● Direction
Write out the listing exactly as it is given.
Start of Working data
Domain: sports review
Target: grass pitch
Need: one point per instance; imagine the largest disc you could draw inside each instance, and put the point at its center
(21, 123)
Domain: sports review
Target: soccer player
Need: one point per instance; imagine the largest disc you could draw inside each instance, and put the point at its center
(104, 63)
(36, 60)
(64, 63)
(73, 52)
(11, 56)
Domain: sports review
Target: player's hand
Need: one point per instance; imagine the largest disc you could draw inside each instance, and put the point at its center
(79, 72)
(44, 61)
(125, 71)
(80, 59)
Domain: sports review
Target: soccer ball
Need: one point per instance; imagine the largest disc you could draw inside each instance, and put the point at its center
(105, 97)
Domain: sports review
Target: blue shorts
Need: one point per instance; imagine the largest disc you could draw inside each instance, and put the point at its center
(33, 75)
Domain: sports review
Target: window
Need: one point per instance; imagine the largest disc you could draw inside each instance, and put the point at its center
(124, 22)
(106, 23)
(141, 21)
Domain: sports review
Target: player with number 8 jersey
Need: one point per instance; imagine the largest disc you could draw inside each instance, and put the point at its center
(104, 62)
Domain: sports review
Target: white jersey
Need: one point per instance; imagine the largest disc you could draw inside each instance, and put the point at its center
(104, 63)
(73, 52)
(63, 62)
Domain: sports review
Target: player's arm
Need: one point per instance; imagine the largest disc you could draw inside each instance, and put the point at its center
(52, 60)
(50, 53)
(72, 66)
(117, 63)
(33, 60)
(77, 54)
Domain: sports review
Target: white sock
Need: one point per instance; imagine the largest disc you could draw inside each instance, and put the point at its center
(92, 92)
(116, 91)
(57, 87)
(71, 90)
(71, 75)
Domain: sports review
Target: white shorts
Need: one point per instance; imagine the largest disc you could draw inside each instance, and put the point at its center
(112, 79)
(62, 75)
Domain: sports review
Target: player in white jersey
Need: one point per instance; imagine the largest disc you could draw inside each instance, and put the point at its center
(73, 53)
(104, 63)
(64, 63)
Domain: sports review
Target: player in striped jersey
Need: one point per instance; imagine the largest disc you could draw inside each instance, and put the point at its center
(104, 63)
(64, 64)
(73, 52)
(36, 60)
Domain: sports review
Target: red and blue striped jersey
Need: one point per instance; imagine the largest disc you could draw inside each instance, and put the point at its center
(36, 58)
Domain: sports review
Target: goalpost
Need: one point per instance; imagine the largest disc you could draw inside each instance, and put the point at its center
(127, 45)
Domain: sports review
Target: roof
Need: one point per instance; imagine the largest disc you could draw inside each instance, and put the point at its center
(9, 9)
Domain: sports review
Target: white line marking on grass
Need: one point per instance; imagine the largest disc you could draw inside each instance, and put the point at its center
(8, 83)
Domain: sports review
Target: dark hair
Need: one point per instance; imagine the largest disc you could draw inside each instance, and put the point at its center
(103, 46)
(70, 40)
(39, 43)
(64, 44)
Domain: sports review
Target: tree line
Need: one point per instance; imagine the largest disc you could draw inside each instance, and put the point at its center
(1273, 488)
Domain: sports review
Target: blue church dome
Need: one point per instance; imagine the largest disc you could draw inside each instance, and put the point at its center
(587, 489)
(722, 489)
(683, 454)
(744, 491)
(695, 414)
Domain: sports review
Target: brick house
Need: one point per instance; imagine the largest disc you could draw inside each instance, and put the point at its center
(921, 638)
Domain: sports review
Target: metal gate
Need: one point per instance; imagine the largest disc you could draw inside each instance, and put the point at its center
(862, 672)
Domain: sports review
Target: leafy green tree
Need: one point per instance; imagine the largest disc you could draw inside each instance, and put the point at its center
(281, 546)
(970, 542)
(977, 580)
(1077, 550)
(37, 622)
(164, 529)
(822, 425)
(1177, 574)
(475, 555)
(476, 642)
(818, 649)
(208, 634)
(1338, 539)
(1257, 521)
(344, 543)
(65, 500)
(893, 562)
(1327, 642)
End of Working data
● The answer
Domain: sports review
Target: grass pitch
Need: one point per instance; imagine the largest disc you could draw inside each instance, and put the point at its center
(21, 123)
Domain: sports review
Target: soccer player
Need: one point per instance; imagine the largest disc you could draw inside each instance, and put the point at its center
(104, 63)
(36, 60)
(64, 63)
(73, 52)
(11, 56)
Domain: sports review
Target: player's hand
Need: one point per instance; imagine the largest disc you could draw inside each instance, and put the point at its center
(79, 72)
(44, 61)
(125, 71)
(80, 59)
Domain: sports review
Target: soccer ball
Need: one point per instance; imagine the largest disc you could draw inside each instance, and put the point at its center
(105, 97)
Domain: sports review
Target: blue shorts
Need: one point per instance; imagine the largest disc you could draw inside each instance, and put the point at its center
(33, 75)
Domain: sports review
Target: window
Need: one point per instance; imagine the largest disc you could draw inside each instance, and put the point at its center
(124, 22)
(106, 23)
(141, 21)
Domain: sports review
Target: player with number 8 jersey
Need: one point per instance; imagine the largest disc you could draw inside each instance, and put the point at its center
(104, 62)
Domain: sports review
Target: white jersey
Need: one point per instance; imagine the largest disc you could draw inside each instance, and put the point at its center
(104, 63)
(73, 52)
(63, 62)
Domain: sports review
Target: player's arm
Need: one point per instance; imagine the largest disc you could draw inside each instance, and put the point at its center
(52, 60)
(50, 53)
(72, 66)
(117, 63)
(33, 60)
(77, 54)
Domain: sports review
Target: white sock
Need: one point per instance; imagine the largest disc you could draw inside each instance, and put the point at its center
(92, 92)
(116, 91)
(57, 87)
(71, 90)
(71, 75)
Domain: sports review
Target: white shorts
Need: one point per instance; imagine the largest disc you could draw inside each instance, and put the point at its center
(112, 79)
(62, 75)
Domain: sports review
Target: player in white jersey
Need: one point per instance; imagine the largest disc you could draw inside each instance, and put the point at its center
(73, 53)
(104, 63)
(64, 63)
Domain: sports review
Target: player in striped jersey
Need: one point per instance; imagine the largest disc you could draw inside each instance, and put the point at its center
(104, 63)
(64, 64)
(73, 52)
(36, 60)
Domain: sports review
Target: red and blue striped jersey
Need: one point per instance; imagine the largest disc you could draw inside each instance, and put the point at its center
(36, 58)
Domain: sports review
Target: goalpost
Need: one point per instance; imagine the largest disc you could draw inside each instance, and put the point at its center
(127, 45)
Domain: sports review
Target: roof
Need: one point per instance; imagine the largest disc you could draw inside each instance, and put the point at its center
(9, 9)
Domain: sports review
Target: white line marking on grass
Need: one point per instance; imagine the largest disc you could draw inside each instance, and put the point at its center
(8, 83)
Domain: sports review
Target: dark hair
Need: one point per instance; imagine the largest disc you could draw inside each instance, and put the point at its center
(103, 46)
(70, 40)
(39, 43)
(64, 44)
Domain: sports review
Target: tree line
Need: one point per instance; imagine the largest disc you could draw inside each instance, and put the point at its center
(1273, 488)
Domain: sports review
Target: blue church dome
Need: one point per instance; imagine the largest disc you could draw inside each instance, and put the point at its center
(587, 489)
(722, 489)
(683, 454)
(744, 491)
(695, 414)
Domain: sports review
Target: brick house
Need: one point per instance; imagine the largest disc you could draw inside each instance, and put the point at its center
(921, 638)
Domain: sports review
Target: metal gate
Need: one point per instance; imagine the largest disc you could draw inside each instance, and put the point at its center
(862, 672)
Domain: sports review
Target: leafy green tree
Need: one point per instance; imagine the largest disc you could draw inside each instance, and put the point at its center
(281, 546)
(970, 542)
(977, 580)
(1077, 550)
(37, 622)
(164, 529)
(822, 425)
(1177, 574)
(475, 555)
(476, 642)
(818, 649)
(208, 634)
(1338, 539)
(1257, 521)
(344, 543)
(65, 500)
(893, 562)
(1327, 642)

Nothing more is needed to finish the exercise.